# EXCERPT TO READ
With the increased amount of attention these policy changes have received in medical media, it is likely that many physicians who were, heretofore, reluctant to prescribe opioids, now may feel that it is incumbent to do so. Unfortunately, with the exception of FSMB's document, not one state IPTA makes specific recommendations regarding education in the pharmacology of drugs, the appropriate indications, the contraindications, and the distinction between physical dependence and addiction that would allow these drugs to be prescribed appropriately. Therefore, practitioners who were unfamiliar with their use may begin using them more liberally and may contribute to increased diversion or create complications that could otherwise be foreseen and prevented.

Our experience suggests that many physicians will briefly scan guidelines and may come away with the wrong impression. Often, physician behavior is hard to modify. It is entirely possible that the promulgation of guidelines will make physicians perceive that prescribing opioids for chronic pain is under even greater scrutiny than they thought, causing them to be even less willing to prescribe opioids for any reason. This may have the unintended consequence of creating exactly the opposite effect intended by these documents. Likewise, physicians may see the documentation requirements as onerous, even though most of us would suggest that they can be met with minimal additional effort.

Last, the potential always exists for the dishonest physician to hide behind policies and regulations. It has been reported by law enforcement officers that some physicians "doctor the chart" to make prosecution difficult, even though the officers are convinced that these physicians are engaging in illegal activities. One could argue the point in a specific case, however, there will certainly be instances of abuse of the rules, policies, and guidelines in this manner.

In summary, the public policy changes that have been occurring are not happening in a vacuum. There is valid reason that attitudes and behaviors of prescribing, administering, and dispensing health care providers should change to improve the quality of life of many patients. In general, as evidenced by our contributions to some of these documents, we support the efforts to reduce regulatory barriers to good care. We all must beware, however, that even the best laid plans may go awry. Care and thought must be directed to remediation of the unintended consequences of attempts to change providers' attitudes toward prescribing by regulatory clarification or relief.

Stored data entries
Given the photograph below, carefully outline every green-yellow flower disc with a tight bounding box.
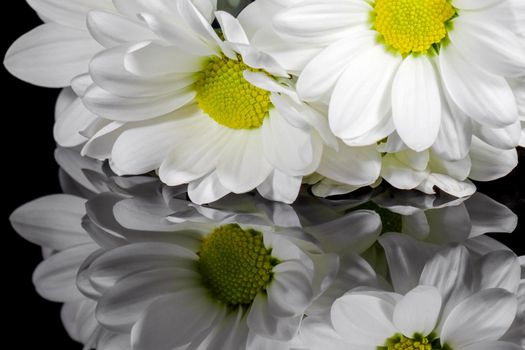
[199,224,278,307]
[374,0,456,55]
[379,335,433,350]
[195,56,271,129]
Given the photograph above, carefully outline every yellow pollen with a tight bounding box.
[379,334,433,350]
[199,224,279,307]
[373,0,456,55]
[194,56,271,129]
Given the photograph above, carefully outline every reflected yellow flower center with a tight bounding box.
[198,224,278,307]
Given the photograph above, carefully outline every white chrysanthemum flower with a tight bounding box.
[301,247,521,350]
[10,194,131,350]
[77,0,379,203]
[4,0,115,147]
[83,219,337,350]
[270,0,525,157]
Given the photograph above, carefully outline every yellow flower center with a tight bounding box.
[199,224,278,307]
[373,0,456,55]
[379,334,434,350]
[195,56,271,129]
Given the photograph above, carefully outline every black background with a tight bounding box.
[1,0,525,349]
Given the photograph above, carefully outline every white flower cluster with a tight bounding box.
[11,149,525,350]
[4,0,525,350]
[4,0,525,204]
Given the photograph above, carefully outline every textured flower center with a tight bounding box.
[195,56,271,129]
[373,0,456,55]
[379,334,434,350]
[199,224,278,307]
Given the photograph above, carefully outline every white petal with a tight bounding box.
[257,169,302,204]
[439,44,518,128]
[381,154,429,190]
[476,250,521,294]
[53,89,98,147]
[273,0,372,44]
[469,137,518,181]
[215,11,250,44]
[87,11,156,48]
[329,42,401,146]
[217,129,272,193]
[4,23,102,87]
[188,171,230,205]
[473,121,522,150]
[124,42,205,77]
[331,292,398,346]
[394,286,441,338]
[461,341,523,350]
[392,55,442,152]
[83,85,196,122]
[9,194,92,250]
[261,109,322,176]
[297,30,375,101]
[246,293,303,340]
[441,288,518,349]
[449,15,525,77]
[27,0,115,29]
[159,119,227,186]
[317,144,381,186]
[131,288,226,350]
[267,260,313,317]
[33,243,99,302]
[432,89,472,161]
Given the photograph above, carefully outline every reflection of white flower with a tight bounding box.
[10,195,130,350]
[83,223,337,350]
[75,0,379,203]
[302,247,520,350]
[270,0,525,156]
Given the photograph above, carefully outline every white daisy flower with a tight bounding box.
[75,0,370,203]
[4,0,115,147]
[302,247,521,350]
[270,0,525,157]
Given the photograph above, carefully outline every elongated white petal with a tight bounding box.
[469,137,518,181]
[297,30,375,101]
[53,89,98,147]
[449,14,525,77]
[439,44,518,128]
[27,0,115,29]
[257,169,302,204]
[273,0,372,44]
[329,43,401,146]
[392,55,442,152]
[4,23,102,87]
[394,286,441,337]
[331,293,392,347]
[87,11,157,48]
[441,288,518,349]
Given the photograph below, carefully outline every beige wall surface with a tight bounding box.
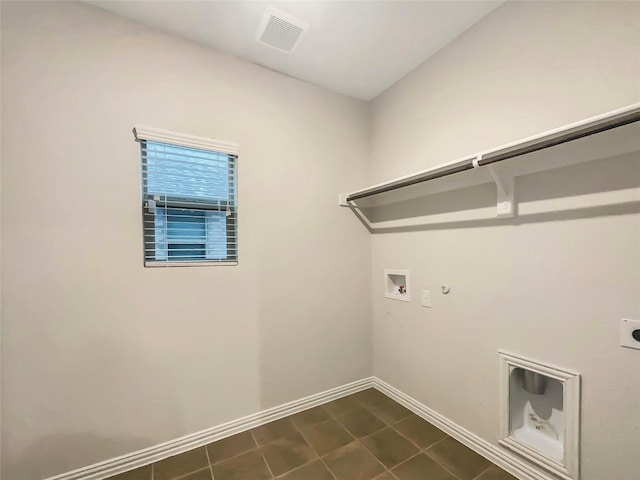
[2,2,371,480]
[370,2,640,480]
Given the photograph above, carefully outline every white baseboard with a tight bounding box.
[372,377,557,480]
[45,377,557,480]
[45,377,373,480]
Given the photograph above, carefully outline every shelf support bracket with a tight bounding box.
[473,155,515,218]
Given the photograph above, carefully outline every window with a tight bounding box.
[134,126,238,266]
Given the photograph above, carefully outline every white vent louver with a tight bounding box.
[256,7,309,53]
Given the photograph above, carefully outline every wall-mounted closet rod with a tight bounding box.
[346,104,640,202]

# ACTIVITY LIST
A: According to the excerpt on opioid prescribing policy, which document is the only one that makes specific recommendations regarding education in the pharmacology of these drugs?
B: Drawing on the excerpt on opioid prescribing policy, explain why the promulgation of guidelines could create the opposite of the effect these documents intend.
C: Echo the passage of the excerpt on opioid prescribing policy starting with "Last, the potential" and going on through "in this manner.".

# SOLUTIONS IN ORDER
A: FSMB's document.

B: Physicians may perceive that prescribing opioids for chronic pain is under even greater scrutiny than they thought. This perception could make them even less willing to prescribe opioids for any reason. The excerpt also notes that many physicians only briefly scan guidelines and may come away with the wrong impression.

C:
Last, the potential always exists for the dishonest physician to hide behind policies and regulations. It has been reported by law enforcement officers that some physicians "doctor the chart" to make prosecution difficult, even though the officers are convinced that these physicians are engaging in illegal activities. One could argue the point in a specific case, however, there will certainly be instances of abuse of the rules, policies, and guidelines in this manner.